TEXT EXCERPT
Russian archaeologists believe they may have found the remains of two children of Russia's last tsar, executed by the Bolsheviks in 1918.
13-year-old Prince Alexei would have been the heir to the throne
DNA tests will be carried out on the bones, thought to be those of Prince Alexei and his elder sister Maria.
Archaeologists excavated ground close to the site in Yekaterinburg where the tsar, his wife and their three other daughters were found in 1991.
The prosecutor-general is reopening an investigation into the case.
Archaeologist Sergei Pogorelov says bullets found at the burial site indicate the children had been shot.
He told Russian television the newly unearthed bones belonged to two young people: a young male aged roughly 10-13 and a young woman about 18-23.
Ceramic vessels found nearby appear to have contained sulphuric acid, consistent with an account by one of the Bolshevik firing squad, who said that after shooting the family they doused the bodies in acid to destroy the flesh and prevent them becoming objects of veneration.
The regional forensic bureau chief, Nikolai Nevolin, told Itar-Tass news agency that 44 bone fragments had been handed over, and would be subjected to detailed analysis.
"We know that Prince Alexei suffered from haemophilia, so we'll have to detect the genome of this disease," he said.
The bullets found at the burial site would also be tested, he said.
Nicholas abdicated in 1917, and he and his family were detained. The following year, they were sent to Yekaterinburg in the Ural Mountains, where a Bolshevik firing squad executed them on July 17, 1918.
In 1998, experts exhumed and ceremonially reburied what were widely considered to be the remains of Nicholas, Alexandra, and the three daughters.

RECORDS SHOWN
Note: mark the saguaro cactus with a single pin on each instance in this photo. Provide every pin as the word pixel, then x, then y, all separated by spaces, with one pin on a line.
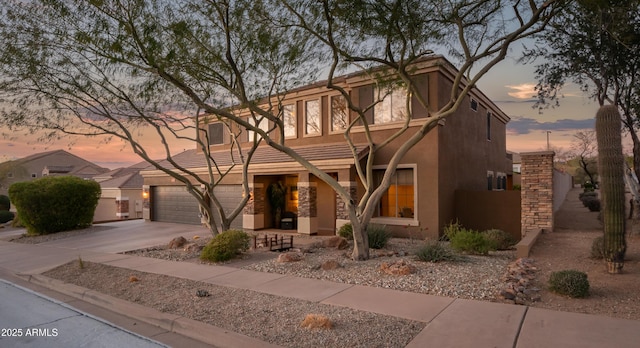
pixel 611 170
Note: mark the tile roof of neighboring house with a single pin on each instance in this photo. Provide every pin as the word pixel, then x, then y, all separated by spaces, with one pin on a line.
pixel 266 155
pixel 130 180
pixel 58 169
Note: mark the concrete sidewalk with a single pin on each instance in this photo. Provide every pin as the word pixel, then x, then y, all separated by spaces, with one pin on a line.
pixel 450 322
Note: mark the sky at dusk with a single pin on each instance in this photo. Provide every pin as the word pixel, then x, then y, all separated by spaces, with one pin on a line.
pixel 509 85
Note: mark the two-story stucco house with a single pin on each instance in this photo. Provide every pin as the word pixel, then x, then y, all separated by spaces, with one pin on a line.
pixel 467 152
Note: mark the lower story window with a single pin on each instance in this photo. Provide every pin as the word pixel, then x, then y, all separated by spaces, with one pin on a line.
pixel 398 201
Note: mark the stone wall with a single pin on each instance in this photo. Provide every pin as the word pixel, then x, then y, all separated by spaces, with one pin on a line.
pixel 537 191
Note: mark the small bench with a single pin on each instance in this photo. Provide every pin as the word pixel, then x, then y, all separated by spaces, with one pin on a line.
pixel 274 243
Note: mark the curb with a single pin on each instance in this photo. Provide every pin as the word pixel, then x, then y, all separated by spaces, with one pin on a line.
pixel 197 330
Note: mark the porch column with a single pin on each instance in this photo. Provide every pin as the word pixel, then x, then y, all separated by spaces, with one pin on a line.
pixel 253 213
pixel 537 191
pixel 122 207
pixel 146 205
pixel 307 207
pixel 342 213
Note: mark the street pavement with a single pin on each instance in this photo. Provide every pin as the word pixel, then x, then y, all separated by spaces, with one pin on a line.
pixel 28 319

TASKS FOR THIS EXERCISE
a) In the article about the tsar's children, how many bone fragments were handed over for analysis?
b) From the article about the tsar's children, copy word for word the part from "Ceramic vessels found" to "tested, he said.".
c) Put this sentence from the article about the tsar's children into Spanish: "The prosecutor-general is reopening an investigation into the case."

PER-TASK ANSWERS
a) 44 bone fragments.

b)
Ceramic vessels found nearby appear to have contained sulphuric acid, consistent with an account by one of the Bolshevik firing squad, who said that after shooting the family they doused the bodies in acid to destroy the flesh and prevent them becoming objects of veneration.
The regional forensic bureau chief, Nikolai Nevolin, told Itar-Tass news agency that 44 bone fragments had been handed over, and would be subjected to detailed analysis.
"We know that Prince Alexei suffered from haemophilia, so we'll have to detect the genome of this disease," he said.
The bullets found at the burial site would also be tested, he said.

c) El fiscal general está reabriendo una investigación sobre el caso.